Resume the article on leadership and high-performance environments, starting right after its final sentence.

### EXERCISE PASSAGE

Leadership in a Changed World Creating a High Performance Environment
As our businesses emerge from this global pandemic, leadership is critical to achieving the kind of growth and fighting spirit we will need to see in the months and years to come. For many leaders this new world and way of working commands us to draw on entirely new skills. It will be the role of the leader to create and maintain a high-performance environment that can not only withstand the changes to come, but also embrace the potential for new and exciting opportunities that lie ahead.
This is number three in a series of six articles where we explore leadership in a changed world, in this article we explore:
- How do we create a high-performance environment
- Supporting individual performance
- Agreeing individual expectation
- Measuring Performance
- Balancing well-being and performance
How do we create a high-performance environment?
To create a high-performance environment, we must first identify a clear plan and a vision that will successfully allow us to transition from responding with crisis management to increasing engagement and getting towards optimal productivity.

######
### SOURCE DATA

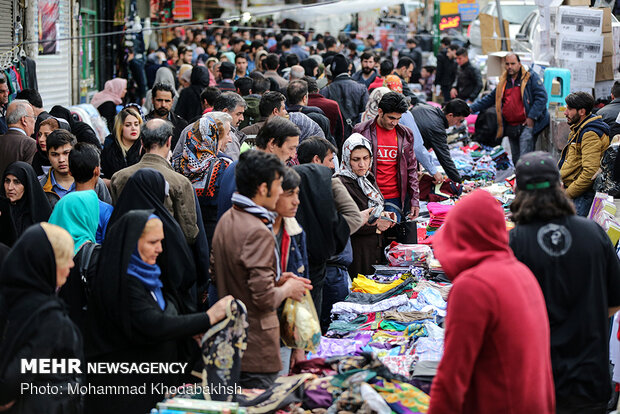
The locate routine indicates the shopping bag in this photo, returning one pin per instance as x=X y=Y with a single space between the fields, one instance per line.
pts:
x=299 y=324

######

» **EXERCISE ANSWER**
Individual team members are the building blocks to success and so we must ensure we are;
- Supporting individual performance.
- Agreeing individual expectation through effective one to ones – particularly in remote or hybrid working environments.
- Balancing wellbeing and performance.
- Understanding motivations of individuals and how recent changes may have impacted or affected them.
Supporting individual performance
We all feel more in control if we know where we are going. Individual team members need to be clear what part they play in achieving objectives and be accountable for achieving expectations and standards set out for them.
In this new way of working we can no longer only focus our efforts on target-based performance measures to symbolise success. We have many more factors to consider.
Q: What expectations should be laid out to your team now given the changes we have experienced?
KPI’s and targets
- Tailored to individual abilities and factoring in varying environments.
Behavioural standards
- Remote working practices
- COVID secure standards
- Hygiene and handwashing
- Integrating back into work
Communication
- Channels
- Frequency
Consider how clear you have been with your team members on these topics so far and where needed take the first action to re-clarify these expectations. 1.
The key to having a successful team is managing their performance so that they can feel and be successful. Performance measures that are effective need to be SMART.
Specific – unambiguous, clearly defined.
Measurable – to track and learn.
Agreed – all parties are on the same page.
Realistic – Must be achievable.
Timely – we know when it needs to be delivered by.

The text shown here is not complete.